* **ЧТО НУЖНО СДЕЛАТЬ**
a: Определите, соответствуют ли отрывку о свободе следующие утверждения: (i) первое понимание свободы предполагает свободу для всех; (ii) свобода во втором понимании учреждает политическую власть; (iii) свобода во втором понимании включает требование свободы мысли, мнения и слова. На каждое ответьте «да» или «нет» и приведите решающие слова из отрывка в точной цитате.
b: Выпишите дословно часть отрывка о свободе от слов «Первое понимание свободы» до слов «как в Париже!» включительно.

* **ФРАГМЕНТ СТРАНИЦЫ**
=======
Страница 10 из 34
Из трех фаз эволюции дискурса свободы – придворной, литературной и политической публичности – в словаре политических и философских понятий российской интеллектуальной истории отложились три основных понимания свободы, являющихся до сих пор резервуаром политической риторики и публичной аргументации. Эти три понятия как раз и выполняют функцию той недостающей посылки в «социальных энтимемах» публичной коммуникации по поводу свободы, которая не высказывается или высказывается лишь отчасти участниками дискурсов, но всегда подразумевается ими в стратегиях аргументации за или против свободы.
Первое понимание свободы определяет ее как дарованную привилегию, которую необходимо заслужить. Это свобода не для всех, но для избранных. Ее нельзя дать всему «народу», который, как предостерегала Е. Р. Дашкова в письмах к Д. Дидро, требует еще долгого «просвещения», прежде чем он сможет правильно распорядиться своей «вольностью», не в ущерб другим и себе, а в интересах общего блага и с соблюдением порядка85. Никто же не хочет, чтобы было так, как в Париже!
Свобода во втором понимании – это свобода литературной публики, требующей для себя свободы мысли, мнения и слова. Как требование она, с одной стороны, имеет универсальный характер, поскольку свойственна каждому индивидууму, наделенному разумом и способному рассуждать. Но с другой стороны, это свобода, учреждающая лишь духовную, а не политическую власть. Ее истоки лежат во «внутренней свободе» христианства, которая соединяется в эпоху литературной публичности с идеей гениальной творческой «личности», способной конвертировать свой эстетический авторитет в общественный и утвердить свою власть в публичном пространстве журнальных полемик. Здесь находятся истоки представления о свободе как изначально неполитическом свойстве человека, находящемся внутри самой личности, а не в структурах социальной коммуникации. Даже если эта свобода и используется для публичного выражения мнения и критики политической власти, она остается частным делом индивидуума, по своей воле выносящего мнение на суд «общественности».
=======
* **ИСХОДНЫЙ МАТЕРИАЛ**
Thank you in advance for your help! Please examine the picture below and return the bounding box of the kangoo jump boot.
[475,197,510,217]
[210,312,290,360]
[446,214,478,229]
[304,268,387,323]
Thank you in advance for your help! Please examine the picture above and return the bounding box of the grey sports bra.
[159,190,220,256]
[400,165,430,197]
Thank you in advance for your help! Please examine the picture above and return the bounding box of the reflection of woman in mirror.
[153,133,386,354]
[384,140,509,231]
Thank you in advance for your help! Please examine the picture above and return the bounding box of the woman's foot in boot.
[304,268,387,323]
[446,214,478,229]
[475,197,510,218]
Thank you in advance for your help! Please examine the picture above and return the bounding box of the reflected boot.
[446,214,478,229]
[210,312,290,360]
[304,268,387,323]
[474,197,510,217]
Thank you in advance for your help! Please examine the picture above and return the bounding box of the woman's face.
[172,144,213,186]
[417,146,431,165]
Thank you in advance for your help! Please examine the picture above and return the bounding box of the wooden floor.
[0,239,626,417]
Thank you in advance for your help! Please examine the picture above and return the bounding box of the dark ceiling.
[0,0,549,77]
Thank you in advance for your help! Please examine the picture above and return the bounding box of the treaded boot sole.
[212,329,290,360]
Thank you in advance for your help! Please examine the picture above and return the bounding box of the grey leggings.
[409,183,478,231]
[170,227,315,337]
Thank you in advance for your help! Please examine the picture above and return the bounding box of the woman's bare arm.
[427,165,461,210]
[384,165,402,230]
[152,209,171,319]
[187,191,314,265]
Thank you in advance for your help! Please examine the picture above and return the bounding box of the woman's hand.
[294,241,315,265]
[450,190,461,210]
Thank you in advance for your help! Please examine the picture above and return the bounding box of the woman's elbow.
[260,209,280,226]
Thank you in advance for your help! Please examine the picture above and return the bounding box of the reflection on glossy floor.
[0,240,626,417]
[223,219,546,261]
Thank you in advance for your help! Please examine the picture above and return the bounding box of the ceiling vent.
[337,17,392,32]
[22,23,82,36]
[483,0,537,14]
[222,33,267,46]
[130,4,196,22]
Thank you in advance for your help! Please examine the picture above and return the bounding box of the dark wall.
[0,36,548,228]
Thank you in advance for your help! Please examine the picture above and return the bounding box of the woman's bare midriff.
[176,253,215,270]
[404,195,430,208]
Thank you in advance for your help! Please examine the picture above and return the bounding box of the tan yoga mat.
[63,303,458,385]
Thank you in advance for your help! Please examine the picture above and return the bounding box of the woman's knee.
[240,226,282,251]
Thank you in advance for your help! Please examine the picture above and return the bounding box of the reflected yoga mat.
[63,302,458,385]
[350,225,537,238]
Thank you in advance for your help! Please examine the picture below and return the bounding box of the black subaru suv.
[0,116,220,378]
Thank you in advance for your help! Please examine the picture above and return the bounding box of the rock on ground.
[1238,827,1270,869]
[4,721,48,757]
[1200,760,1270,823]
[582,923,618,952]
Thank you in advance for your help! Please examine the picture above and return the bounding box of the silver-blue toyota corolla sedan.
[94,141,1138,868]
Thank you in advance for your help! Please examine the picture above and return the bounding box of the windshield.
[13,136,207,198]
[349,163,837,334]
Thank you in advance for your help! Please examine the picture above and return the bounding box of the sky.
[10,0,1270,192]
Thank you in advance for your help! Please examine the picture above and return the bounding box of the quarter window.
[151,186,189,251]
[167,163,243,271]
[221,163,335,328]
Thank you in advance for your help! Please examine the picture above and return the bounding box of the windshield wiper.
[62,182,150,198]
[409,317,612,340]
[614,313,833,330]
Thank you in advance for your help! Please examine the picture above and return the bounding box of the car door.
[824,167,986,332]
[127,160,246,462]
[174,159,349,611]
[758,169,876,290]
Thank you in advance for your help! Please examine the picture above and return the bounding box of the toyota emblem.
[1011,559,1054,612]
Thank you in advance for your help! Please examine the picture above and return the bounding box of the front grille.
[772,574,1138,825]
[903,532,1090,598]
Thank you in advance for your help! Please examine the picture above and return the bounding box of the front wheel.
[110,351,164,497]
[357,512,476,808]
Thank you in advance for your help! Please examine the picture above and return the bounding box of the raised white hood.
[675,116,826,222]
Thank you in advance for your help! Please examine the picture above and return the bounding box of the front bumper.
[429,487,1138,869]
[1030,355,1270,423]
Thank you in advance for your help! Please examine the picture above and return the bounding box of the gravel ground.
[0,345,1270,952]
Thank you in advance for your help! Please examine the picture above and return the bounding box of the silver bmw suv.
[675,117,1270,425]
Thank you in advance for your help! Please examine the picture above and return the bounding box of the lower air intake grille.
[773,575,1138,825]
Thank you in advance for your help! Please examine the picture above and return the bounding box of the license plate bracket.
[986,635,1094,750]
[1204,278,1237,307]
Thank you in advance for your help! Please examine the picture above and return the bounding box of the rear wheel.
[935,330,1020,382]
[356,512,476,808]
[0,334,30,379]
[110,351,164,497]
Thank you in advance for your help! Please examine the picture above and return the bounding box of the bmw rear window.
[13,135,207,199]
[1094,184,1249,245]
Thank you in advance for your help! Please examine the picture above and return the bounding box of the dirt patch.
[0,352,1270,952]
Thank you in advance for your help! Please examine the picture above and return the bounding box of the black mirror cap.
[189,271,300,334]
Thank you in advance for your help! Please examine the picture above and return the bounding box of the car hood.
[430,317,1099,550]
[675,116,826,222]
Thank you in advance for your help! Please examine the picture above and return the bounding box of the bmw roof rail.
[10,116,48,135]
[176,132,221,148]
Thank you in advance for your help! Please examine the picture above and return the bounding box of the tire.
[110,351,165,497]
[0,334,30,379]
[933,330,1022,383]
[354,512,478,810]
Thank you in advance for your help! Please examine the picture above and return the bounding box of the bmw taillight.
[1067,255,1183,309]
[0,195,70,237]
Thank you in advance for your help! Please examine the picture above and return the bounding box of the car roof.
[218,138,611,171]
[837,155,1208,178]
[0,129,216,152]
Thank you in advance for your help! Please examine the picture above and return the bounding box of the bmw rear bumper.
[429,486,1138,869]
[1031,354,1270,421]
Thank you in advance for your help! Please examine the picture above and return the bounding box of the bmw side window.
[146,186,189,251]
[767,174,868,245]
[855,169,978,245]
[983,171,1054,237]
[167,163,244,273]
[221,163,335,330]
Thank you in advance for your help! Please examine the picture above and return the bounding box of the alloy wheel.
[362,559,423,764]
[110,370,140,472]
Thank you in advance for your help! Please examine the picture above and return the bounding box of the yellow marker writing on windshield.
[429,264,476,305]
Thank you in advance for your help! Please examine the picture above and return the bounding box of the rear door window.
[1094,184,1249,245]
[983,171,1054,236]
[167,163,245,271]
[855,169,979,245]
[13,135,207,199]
=======
* **ОТВЕТЫ К ЗАДАНИЯМ**
a:
(i) Нет: «Это свобода не для всех, но для избранных».
(ii) Нет: «это свобода, учреждающая лишь духовную, а не политическую власть».
(iii) Да: «требующей для себя свободы мысли, мнения и слова».

b:
Первое понимание свободы определяет ее как дарованную привилегию, которую необходимо заслужить. Это свобода не для всех, но для избранных. Ее нельзя дать всему «народу», который, как предостерегала Е. Р. Дашкова в письмах к Д. Дидро, требует еще долгого «просвещения», прежде чем он сможет правильно распорядиться своей «вольностью», не в ущерб другим и себе, а в интересах общего блага и с соблюдением порядка85. Никто же не хочет, чтобы было так, как в Париже!